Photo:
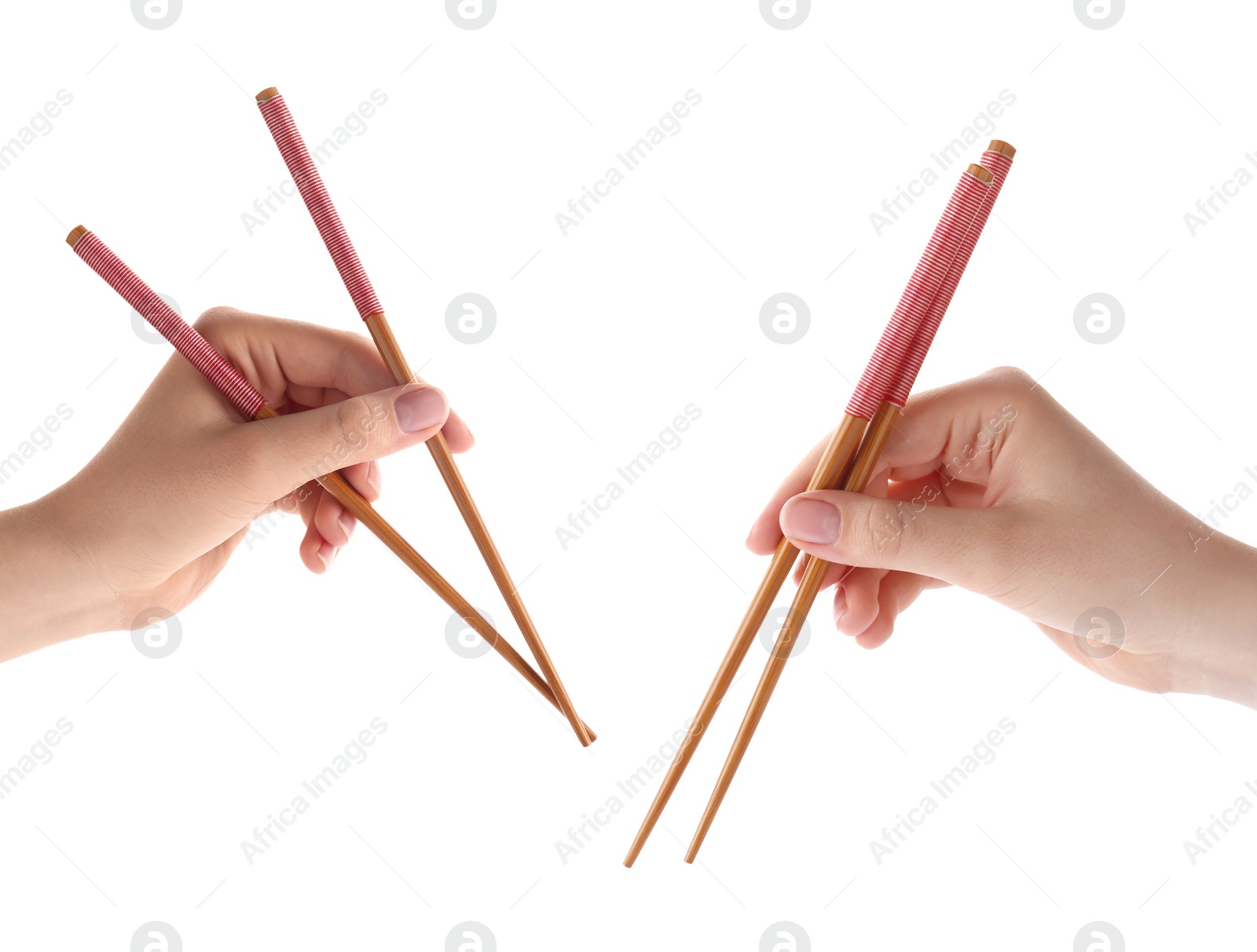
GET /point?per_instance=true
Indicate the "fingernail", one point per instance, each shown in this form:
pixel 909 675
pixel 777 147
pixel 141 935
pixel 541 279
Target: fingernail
pixel 420 410
pixel 811 522
pixel 327 554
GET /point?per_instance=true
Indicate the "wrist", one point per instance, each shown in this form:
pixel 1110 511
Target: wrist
pixel 1222 639
pixel 48 589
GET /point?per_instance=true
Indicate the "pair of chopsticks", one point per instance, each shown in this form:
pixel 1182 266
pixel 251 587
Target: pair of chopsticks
pixel 848 463
pixel 253 406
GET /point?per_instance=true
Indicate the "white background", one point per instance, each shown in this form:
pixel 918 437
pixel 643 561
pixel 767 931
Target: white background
pixel 603 337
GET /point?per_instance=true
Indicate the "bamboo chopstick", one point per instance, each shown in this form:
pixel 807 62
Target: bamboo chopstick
pixel 834 467
pixel 318 203
pixel 253 406
pixel 999 161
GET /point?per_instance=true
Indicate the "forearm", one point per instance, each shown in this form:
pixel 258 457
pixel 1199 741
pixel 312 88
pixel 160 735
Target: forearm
pixel 48 589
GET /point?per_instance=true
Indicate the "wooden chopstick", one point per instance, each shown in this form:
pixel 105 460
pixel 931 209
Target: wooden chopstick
pixel 253 406
pixel 997 159
pixel 318 203
pixel 835 463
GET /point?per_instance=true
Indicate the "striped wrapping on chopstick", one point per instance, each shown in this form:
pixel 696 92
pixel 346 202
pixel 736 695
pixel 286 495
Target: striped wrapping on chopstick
pixel 883 369
pixel 174 328
pixel 310 184
pixel 999 165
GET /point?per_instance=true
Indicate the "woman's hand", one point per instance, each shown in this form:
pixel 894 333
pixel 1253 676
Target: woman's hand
pixel 155 516
pixel 991 485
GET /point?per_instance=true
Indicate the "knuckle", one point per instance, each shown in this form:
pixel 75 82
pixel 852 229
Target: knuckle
pixel 875 530
pixel 357 427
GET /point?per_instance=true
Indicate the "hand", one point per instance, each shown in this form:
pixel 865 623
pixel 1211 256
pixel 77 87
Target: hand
pixel 155 516
pixel 991 485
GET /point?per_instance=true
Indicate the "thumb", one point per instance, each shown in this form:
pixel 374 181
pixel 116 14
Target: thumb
pixel 295 449
pixel 963 547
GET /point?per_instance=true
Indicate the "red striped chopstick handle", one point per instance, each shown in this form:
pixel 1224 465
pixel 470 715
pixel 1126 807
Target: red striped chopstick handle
pixel 883 369
pixel 310 184
pixel 999 165
pixel 174 328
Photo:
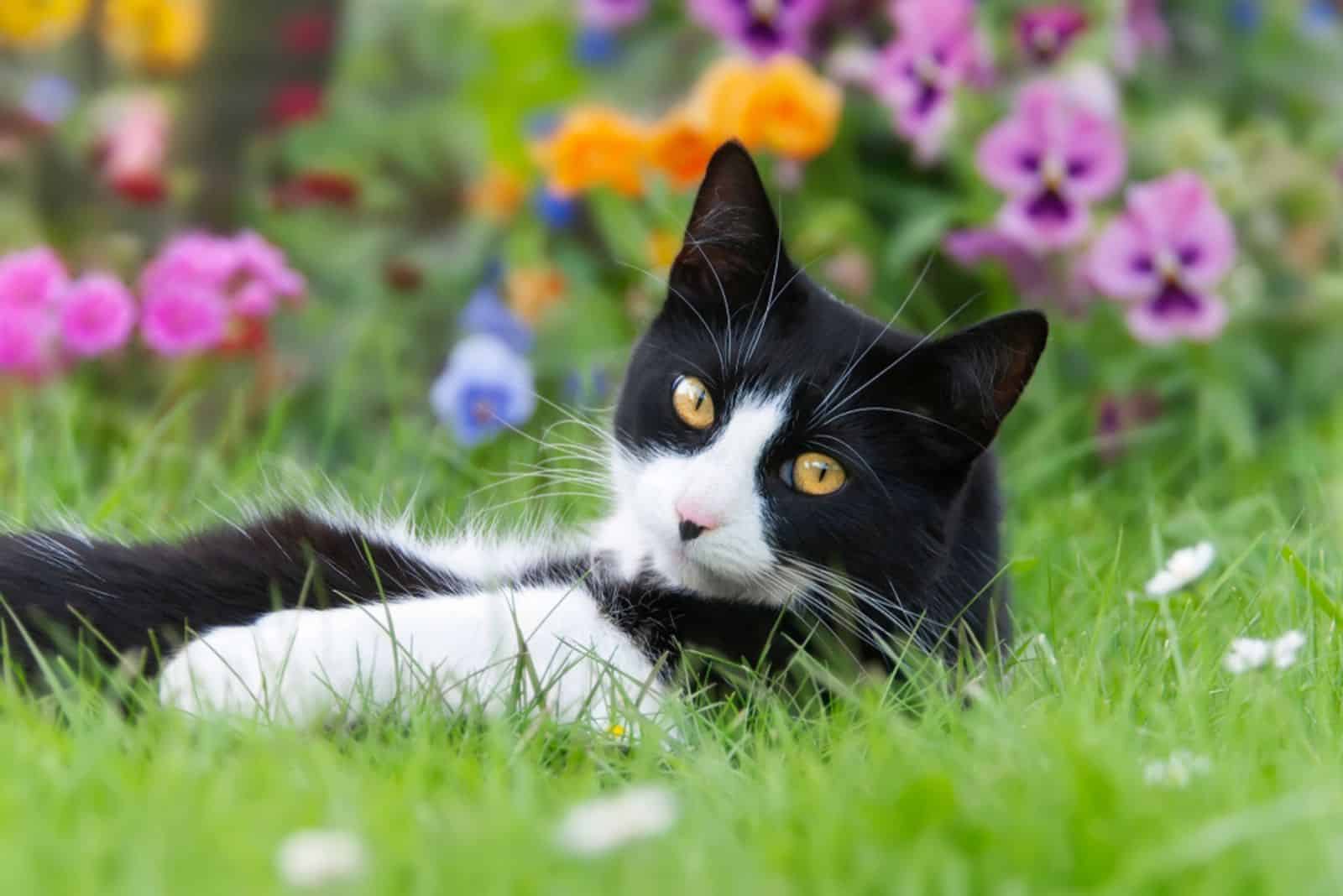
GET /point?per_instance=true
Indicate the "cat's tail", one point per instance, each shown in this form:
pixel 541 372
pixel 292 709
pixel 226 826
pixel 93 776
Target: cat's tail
pixel 62 593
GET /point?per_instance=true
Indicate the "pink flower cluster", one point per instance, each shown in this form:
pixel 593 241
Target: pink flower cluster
pixel 194 295
pixel 199 284
pixel 46 318
pixel 1163 255
pixel 938 47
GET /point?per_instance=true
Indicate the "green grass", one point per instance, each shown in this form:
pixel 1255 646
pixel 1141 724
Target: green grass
pixel 1036 788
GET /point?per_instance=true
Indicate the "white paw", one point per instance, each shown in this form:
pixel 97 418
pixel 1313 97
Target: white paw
pixel 232 671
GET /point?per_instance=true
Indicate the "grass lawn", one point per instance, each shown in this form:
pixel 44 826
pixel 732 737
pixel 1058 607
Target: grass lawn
pixel 1038 786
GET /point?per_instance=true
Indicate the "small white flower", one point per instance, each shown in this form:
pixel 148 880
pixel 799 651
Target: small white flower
pixel 312 859
pixel 608 822
pixel 1175 772
pixel 1182 569
pixel 1249 654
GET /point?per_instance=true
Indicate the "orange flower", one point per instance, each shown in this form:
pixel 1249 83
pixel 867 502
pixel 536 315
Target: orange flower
pixel 595 147
pixel 662 248
pixel 680 147
pixel 534 291
pixel 497 195
pixel 792 110
pixel 722 93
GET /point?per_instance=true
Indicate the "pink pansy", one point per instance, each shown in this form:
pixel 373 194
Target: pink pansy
pixel 609 15
pixel 762 27
pixel 27 344
pixel 31 279
pixel 1045 33
pixel 937 49
pixel 185 320
pixel 1163 257
pixel 1052 157
pixel 97 315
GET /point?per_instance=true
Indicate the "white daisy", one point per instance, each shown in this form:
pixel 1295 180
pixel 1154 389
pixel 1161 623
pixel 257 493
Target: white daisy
pixel 1182 569
pixel 313 859
pixel 608 822
pixel 1249 654
pixel 1175 772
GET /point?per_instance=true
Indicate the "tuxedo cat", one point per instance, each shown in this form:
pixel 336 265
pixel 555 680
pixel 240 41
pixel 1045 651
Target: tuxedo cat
pixel 779 461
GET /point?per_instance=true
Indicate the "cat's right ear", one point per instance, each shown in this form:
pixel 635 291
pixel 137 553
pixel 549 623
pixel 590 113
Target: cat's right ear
pixel 732 239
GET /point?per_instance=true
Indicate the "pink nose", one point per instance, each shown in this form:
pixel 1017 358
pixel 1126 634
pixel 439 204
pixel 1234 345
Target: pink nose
pixel 695 521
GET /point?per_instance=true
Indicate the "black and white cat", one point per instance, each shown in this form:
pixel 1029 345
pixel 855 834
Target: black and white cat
pixel 776 455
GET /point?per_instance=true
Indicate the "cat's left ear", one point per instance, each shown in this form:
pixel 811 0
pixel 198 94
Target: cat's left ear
pixel 732 239
pixel 973 380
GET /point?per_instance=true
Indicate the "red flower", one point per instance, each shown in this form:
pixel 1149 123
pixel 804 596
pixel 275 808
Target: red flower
pixel 306 34
pixel 295 102
pixel 316 188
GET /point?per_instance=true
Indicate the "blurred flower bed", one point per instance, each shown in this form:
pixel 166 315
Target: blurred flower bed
pixel 503 190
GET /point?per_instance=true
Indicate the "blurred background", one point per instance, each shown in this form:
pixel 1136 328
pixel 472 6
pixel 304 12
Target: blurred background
pixel 348 230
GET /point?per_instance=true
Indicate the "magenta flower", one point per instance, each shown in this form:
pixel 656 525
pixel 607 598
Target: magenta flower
pixel 245 273
pixel 27 341
pixel 1052 157
pixel 97 315
pixel 1163 257
pixel 762 27
pixel 609 15
pixel 181 320
pixel 1045 33
pixel 31 280
pixel 935 51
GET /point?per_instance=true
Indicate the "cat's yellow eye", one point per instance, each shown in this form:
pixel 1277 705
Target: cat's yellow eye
pixel 814 474
pixel 693 403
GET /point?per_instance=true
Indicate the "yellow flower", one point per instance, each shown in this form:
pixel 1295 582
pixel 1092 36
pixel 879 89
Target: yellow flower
pixel 39 23
pixel 159 35
pixel 722 93
pixel 680 147
pixel 534 291
pixel 792 110
pixel 595 147
pixel 499 194
pixel 662 248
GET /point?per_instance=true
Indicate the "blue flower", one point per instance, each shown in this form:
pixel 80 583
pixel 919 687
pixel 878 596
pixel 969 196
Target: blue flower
pixel 49 98
pixel 487 314
pixel 485 387
pixel 555 210
pixel 597 47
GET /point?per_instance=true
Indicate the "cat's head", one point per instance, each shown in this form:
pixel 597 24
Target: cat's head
pixel 767 432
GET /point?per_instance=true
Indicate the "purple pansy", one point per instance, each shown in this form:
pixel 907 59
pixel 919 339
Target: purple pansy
pixel 1163 257
pixel 762 27
pixel 1045 33
pixel 937 49
pixel 487 313
pixel 485 387
pixel 609 15
pixel 1052 157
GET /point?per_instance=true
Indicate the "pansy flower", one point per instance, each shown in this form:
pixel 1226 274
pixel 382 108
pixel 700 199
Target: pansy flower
pixel 762 27
pixel 1053 157
pixel 937 49
pixel 485 387
pixel 1163 257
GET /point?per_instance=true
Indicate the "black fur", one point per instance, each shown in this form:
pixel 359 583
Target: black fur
pixel 66 589
pixel 917 519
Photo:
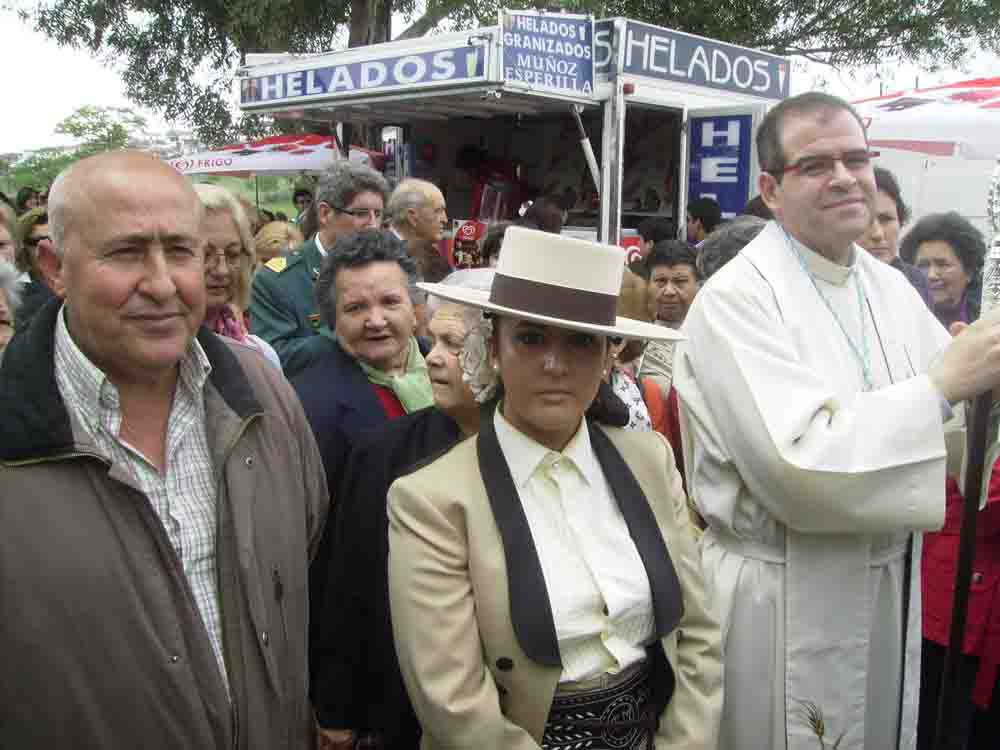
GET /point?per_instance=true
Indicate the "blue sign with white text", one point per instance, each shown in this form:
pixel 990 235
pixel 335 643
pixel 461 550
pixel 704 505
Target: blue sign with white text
pixel 550 51
pixel 419 70
pixel 674 56
pixel 720 160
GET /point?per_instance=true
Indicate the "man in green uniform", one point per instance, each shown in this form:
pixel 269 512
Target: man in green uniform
pixel 350 197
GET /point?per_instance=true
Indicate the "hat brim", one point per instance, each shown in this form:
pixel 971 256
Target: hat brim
pixel 624 327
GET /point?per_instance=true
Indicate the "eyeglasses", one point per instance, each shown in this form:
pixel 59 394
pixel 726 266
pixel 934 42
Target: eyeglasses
pixel 232 258
pixel 823 165
pixel 360 213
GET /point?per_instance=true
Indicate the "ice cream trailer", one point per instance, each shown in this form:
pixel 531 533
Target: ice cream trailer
pixel 617 119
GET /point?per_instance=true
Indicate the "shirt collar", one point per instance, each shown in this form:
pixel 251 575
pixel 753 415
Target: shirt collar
pixel 524 455
pixel 822 267
pixel 90 387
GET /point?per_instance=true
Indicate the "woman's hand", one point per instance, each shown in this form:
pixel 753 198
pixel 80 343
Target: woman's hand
pixel 335 739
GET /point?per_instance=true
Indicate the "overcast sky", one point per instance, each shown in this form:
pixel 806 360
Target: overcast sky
pixel 43 83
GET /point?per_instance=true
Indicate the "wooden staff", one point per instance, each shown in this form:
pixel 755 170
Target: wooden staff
pixel 952 699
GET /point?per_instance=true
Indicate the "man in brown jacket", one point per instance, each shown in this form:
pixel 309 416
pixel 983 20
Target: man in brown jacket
pixel 160 494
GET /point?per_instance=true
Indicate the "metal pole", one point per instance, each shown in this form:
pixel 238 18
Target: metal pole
pixel 588 149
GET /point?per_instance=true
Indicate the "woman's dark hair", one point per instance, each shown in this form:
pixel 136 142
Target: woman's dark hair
pixel 756 207
pixel 545 214
pixel 25 256
pixel 886 182
pixel 965 241
pixel 725 243
pixel 656 229
pixel 493 241
pixel 707 211
pixel 357 250
pixel 672 253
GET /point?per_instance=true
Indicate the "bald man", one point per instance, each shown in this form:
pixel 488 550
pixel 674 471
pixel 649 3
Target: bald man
pixel 418 214
pixel 160 493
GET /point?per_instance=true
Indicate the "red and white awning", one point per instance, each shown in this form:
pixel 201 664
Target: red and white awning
pixel 275 155
pixel 959 119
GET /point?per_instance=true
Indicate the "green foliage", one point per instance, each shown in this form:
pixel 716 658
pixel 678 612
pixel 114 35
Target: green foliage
pixel 101 128
pixel 37 170
pixel 178 57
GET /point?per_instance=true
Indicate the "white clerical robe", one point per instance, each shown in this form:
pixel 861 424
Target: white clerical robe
pixel 811 487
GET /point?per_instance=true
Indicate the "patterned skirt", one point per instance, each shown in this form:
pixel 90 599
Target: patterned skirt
pixel 611 712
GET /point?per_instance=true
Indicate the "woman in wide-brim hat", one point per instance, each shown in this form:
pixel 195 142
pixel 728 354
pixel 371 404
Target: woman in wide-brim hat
pixel 545 585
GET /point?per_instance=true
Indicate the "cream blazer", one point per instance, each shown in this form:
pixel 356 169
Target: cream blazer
pixel 477 645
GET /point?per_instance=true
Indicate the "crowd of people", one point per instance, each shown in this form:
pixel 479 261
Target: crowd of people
pixel 288 484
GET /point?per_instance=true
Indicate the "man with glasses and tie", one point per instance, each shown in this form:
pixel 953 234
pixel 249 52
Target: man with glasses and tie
pixel 815 387
pixel 32 229
pixel 349 197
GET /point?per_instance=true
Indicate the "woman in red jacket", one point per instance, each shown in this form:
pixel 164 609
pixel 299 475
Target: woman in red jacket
pixel 981 651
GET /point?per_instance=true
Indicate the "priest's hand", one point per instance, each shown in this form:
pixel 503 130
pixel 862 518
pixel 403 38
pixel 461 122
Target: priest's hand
pixel 971 363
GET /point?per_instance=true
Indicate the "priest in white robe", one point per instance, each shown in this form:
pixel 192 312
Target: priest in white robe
pixel 815 387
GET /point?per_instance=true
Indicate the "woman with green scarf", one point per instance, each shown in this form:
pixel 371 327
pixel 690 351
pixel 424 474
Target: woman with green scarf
pixel 373 370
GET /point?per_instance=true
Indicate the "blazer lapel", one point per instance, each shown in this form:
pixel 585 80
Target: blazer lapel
pixel 530 610
pixel 668 602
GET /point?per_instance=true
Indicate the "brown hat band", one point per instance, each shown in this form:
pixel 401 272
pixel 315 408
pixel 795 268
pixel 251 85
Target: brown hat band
pixel 552 301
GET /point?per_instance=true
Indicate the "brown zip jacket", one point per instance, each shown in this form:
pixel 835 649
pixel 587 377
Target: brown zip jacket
pixel 101 643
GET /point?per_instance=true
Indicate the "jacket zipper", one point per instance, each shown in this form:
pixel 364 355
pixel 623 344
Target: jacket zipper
pixel 227 454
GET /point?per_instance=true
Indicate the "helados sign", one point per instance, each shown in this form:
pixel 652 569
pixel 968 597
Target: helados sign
pixel 466 63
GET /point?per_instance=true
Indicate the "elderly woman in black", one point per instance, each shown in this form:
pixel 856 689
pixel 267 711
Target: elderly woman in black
pixel 372 371
pixel 950 251
pixel 545 583
pixel 359 693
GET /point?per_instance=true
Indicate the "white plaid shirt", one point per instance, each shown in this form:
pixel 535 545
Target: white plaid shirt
pixel 184 496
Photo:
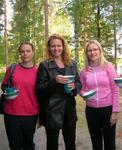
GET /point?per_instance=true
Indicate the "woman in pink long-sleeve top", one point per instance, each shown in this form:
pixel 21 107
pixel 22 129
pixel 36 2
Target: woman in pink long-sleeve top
pixel 102 110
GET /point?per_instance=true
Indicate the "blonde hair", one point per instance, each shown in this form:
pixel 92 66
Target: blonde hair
pixel 26 43
pixel 102 62
pixel 65 54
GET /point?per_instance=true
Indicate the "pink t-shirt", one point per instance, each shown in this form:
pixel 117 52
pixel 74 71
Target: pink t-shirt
pixel 25 104
pixel 101 80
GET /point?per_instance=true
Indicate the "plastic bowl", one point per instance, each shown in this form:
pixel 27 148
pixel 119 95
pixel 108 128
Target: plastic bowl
pixel 89 95
pixel 118 81
pixel 71 78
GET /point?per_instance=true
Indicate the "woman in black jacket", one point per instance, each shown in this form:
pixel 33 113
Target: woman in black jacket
pixel 57 105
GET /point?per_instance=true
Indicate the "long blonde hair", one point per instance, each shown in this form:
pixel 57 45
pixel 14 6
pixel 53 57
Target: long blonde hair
pixel 65 55
pixel 102 62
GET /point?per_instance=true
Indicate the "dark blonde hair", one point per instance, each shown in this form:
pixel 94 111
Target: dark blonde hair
pixel 26 43
pixel 65 54
pixel 102 62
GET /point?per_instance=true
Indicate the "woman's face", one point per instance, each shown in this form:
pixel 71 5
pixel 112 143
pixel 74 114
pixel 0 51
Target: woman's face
pixel 93 53
pixel 56 48
pixel 26 53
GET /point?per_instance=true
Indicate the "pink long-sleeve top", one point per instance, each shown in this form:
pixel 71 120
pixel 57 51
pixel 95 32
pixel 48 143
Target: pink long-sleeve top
pixel 25 104
pixel 101 80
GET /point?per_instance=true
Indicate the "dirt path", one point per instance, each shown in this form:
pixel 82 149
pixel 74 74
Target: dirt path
pixel 82 137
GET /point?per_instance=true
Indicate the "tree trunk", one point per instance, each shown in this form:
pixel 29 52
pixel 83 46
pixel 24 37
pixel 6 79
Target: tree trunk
pixel 5 34
pixel 46 19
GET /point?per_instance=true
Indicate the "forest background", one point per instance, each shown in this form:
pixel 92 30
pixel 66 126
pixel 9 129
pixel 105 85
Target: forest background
pixel 77 20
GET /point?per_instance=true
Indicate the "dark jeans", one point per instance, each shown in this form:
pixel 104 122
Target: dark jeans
pixel 100 129
pixel 69 134
pixel 20 131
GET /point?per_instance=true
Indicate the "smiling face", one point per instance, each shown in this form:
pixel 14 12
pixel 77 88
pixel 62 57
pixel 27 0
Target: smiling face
pixel 56 48
pixel 26 53
pixel 93 53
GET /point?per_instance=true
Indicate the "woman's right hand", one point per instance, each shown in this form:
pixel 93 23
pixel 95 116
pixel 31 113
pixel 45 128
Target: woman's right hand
pixel 61 79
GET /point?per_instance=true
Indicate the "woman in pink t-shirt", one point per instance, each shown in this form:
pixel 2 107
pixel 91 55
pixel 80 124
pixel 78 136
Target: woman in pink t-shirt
pixel 21 112
pixel 102 110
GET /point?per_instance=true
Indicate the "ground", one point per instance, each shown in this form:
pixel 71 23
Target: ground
pixel 82 137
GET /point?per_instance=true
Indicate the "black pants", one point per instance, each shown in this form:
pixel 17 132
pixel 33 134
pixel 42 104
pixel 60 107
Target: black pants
pixel 20 131
pixel 69 134
pixel 100 129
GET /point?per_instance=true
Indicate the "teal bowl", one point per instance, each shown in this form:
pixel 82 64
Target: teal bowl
pixel 71 78
pixel 118 81
pixel 89 95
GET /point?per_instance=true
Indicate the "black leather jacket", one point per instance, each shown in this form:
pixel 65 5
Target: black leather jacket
pixel 53 100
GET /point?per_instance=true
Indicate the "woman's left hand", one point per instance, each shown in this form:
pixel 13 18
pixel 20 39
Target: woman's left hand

:::::

Written problem: Copy the entries word for word from the very beginning through the line holding "pixel 835 463", including that line. Leave the pictures out.

Worked answer:
Photo:
GET /point?per_instance=true
Indicate the "fingernail", one point per instance, each shown in this form:
pixel 909 675
pixel 777 147
pixel 141 935
pixel 541 279
Target: fingernail
pixel 420 410
pixel 811 522
pixel 327 554
GET /point?per_instance=true
Indicate the "wrist", one point per instance, each shown in this form:
pixel 1110 511
Target: wrist
pixel 1222 639
pixel 48 589
GET /point?per_instance=true
Indicate the "pair of chopsticks", one point per instance, each shown in this form:
pixel 1182 266
pixel 251 587
Target: pair of chopsticks
pixel 848 463
pixel 253 406
GET /point?per_instance=true
Indicate the "white background", one point per instance, each shown in this form:
pixel 918 437
pixel 643 561
pixel 767 931
Target: white background
pixel 603 337
GET /point?per_instance=true
Indicate the "bamboo chopstick", one point per instance, each shown in this form:
pixel 807 62
Target: bamboo chopstick
pixel 834 467
pixel 318 203
pixel 253 406
pixel 999 161
GET /point?per_instance=true
Indicate the "forearm", one point per instance, each shown in this form:
pixel 258 457
pixel 1199 741
pixel 312 88
pixel 160 735
Target: forearm
pixel 48 589
GET /point?per_instance=true
Indicate the "wooden chopstick", one point per instance, each shown in this form:
pixel 105 460
pixel 931 209
Target: wooden chopstick
pixel 253 406
pixel 997 159
pixel 318 203
pixel 835 463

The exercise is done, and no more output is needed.